## HOW TO COMPLETE THIS TASK
Verbatim output, no pictures: the lines from the beginning of the material through the line with "Would you mind pinning the red fire", both ends kept.

## PROVIDED DATA
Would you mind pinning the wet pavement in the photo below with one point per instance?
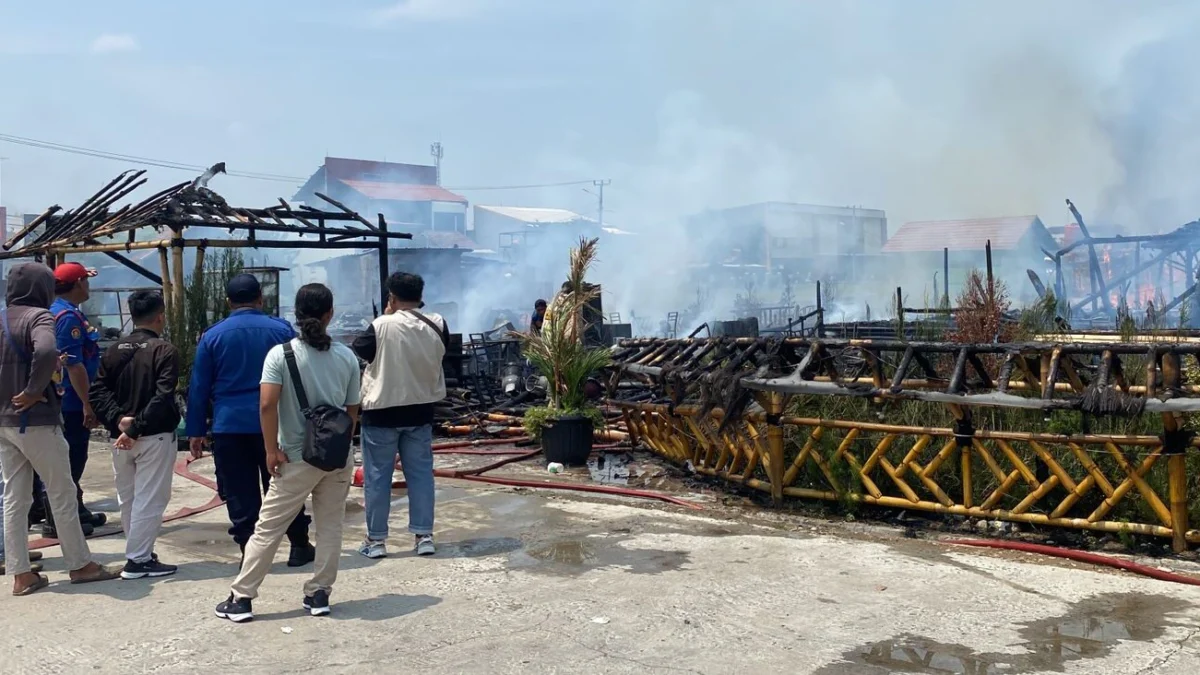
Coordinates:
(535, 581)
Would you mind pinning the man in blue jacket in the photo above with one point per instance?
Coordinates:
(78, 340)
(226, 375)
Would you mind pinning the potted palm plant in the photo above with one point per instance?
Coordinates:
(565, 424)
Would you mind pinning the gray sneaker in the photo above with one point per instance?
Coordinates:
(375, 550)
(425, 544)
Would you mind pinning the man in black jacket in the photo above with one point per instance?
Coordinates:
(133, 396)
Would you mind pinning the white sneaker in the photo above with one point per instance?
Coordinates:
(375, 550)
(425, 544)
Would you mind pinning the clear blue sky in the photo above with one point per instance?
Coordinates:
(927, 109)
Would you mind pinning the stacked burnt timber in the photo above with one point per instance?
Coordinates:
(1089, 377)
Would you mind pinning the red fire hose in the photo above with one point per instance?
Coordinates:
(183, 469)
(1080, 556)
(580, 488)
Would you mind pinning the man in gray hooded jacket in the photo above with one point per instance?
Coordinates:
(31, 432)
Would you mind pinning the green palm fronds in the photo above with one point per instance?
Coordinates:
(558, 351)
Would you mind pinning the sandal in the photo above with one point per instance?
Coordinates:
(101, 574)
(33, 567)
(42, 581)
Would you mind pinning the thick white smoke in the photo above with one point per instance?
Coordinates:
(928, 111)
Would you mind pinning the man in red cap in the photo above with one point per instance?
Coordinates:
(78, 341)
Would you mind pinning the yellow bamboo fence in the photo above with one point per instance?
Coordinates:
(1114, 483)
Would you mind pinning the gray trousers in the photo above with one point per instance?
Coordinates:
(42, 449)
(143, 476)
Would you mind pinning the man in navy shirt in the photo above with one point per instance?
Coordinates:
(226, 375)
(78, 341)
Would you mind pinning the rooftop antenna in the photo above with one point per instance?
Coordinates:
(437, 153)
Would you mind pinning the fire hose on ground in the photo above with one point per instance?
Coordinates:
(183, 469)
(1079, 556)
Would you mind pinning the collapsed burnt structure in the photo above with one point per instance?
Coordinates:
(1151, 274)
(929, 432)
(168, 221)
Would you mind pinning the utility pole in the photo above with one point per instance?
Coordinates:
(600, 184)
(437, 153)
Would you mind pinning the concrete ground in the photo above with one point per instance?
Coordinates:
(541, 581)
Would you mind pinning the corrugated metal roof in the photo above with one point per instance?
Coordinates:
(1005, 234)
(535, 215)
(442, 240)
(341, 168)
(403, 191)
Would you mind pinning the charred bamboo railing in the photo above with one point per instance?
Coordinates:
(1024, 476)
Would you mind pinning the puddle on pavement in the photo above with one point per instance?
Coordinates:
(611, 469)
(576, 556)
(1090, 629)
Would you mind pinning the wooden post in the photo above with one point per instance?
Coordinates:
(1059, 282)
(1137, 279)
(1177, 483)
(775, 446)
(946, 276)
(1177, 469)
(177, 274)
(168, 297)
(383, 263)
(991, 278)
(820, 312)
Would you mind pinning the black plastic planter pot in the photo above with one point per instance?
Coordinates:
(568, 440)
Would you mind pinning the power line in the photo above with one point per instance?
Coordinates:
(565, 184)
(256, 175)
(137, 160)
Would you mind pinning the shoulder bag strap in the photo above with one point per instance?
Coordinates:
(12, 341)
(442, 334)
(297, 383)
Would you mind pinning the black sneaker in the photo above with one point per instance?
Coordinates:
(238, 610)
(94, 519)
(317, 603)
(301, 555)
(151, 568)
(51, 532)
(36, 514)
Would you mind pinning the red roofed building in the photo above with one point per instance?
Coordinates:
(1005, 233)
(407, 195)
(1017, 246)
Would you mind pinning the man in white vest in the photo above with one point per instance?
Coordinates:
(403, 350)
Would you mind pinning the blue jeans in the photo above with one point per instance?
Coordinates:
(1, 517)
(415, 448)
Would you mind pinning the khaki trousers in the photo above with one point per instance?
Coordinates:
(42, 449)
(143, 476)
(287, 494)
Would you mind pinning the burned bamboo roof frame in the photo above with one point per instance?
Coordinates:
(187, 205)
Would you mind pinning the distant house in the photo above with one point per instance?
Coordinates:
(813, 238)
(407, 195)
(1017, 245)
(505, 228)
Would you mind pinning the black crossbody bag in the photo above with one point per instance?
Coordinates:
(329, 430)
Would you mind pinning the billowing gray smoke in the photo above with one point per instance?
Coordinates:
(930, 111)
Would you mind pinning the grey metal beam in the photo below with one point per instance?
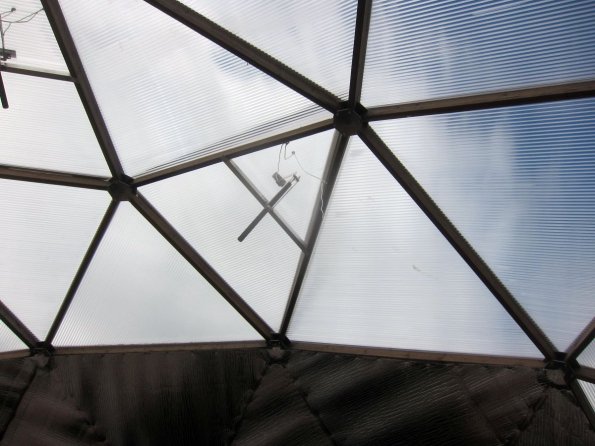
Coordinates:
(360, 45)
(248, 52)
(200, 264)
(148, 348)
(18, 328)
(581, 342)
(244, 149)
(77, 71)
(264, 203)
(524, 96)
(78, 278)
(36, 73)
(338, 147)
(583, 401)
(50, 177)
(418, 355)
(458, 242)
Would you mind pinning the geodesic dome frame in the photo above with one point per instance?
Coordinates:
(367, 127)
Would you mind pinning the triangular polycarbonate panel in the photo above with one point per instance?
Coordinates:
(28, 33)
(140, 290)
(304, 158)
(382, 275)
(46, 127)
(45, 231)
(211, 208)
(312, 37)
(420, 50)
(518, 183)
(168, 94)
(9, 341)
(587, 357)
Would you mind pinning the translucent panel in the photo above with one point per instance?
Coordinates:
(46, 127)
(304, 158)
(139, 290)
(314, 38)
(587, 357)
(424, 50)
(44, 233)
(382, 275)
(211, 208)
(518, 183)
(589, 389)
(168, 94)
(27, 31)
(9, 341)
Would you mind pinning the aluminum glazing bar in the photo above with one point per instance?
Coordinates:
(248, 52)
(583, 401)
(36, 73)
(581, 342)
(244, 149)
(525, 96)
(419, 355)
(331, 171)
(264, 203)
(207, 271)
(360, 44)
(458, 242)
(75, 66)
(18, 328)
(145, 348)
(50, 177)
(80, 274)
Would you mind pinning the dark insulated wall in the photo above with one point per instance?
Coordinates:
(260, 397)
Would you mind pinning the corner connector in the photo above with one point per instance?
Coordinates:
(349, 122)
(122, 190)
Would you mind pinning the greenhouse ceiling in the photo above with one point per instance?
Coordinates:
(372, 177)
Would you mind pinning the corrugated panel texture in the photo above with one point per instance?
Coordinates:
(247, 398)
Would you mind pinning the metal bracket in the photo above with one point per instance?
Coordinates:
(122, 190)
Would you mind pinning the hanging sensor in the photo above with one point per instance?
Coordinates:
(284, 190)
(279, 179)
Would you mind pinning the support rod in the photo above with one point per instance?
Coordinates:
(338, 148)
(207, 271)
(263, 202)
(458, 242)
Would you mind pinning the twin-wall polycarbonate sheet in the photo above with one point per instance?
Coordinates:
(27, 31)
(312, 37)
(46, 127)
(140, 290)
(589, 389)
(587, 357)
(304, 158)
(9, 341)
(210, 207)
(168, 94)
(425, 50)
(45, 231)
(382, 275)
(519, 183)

## WORKED SOLUTION
Would you mind pinning the wet pavement in the photo below with one point per instance?
Coordinates:
(535, 581)
Would you mind pinning the man in blue jacket in the photo above with one point per instance?
Coordinates:
(78, 340)
(226, 375)
Would you mind pinning the potted palm plant in the photo above with one point per instance?
Coordinates:
(565, 424)
Would you mind pinning the gray sneaker in the photo above with one point per instance?
Coordinates:
(375, 550)
(425, 544)
Would you mind pinning the man in black jacket in the photo above with one point per instance?
Coordinates:
(133, 396)
Would you mind pinning the white sneaker in the photo above with one point per instance?
Coordinates:
(375, 550)
(425, 544)
Would you mind pinning the clear blue sky in the photo above with one point per instance?
Coordinates:
(927, 109)
Would you mind pinning the stacked burnt timber in the photo above with one point per instance?
Coordinates:
(1089, 377)
Would you mind pinning the red fire hose in the photo above with one point per instance?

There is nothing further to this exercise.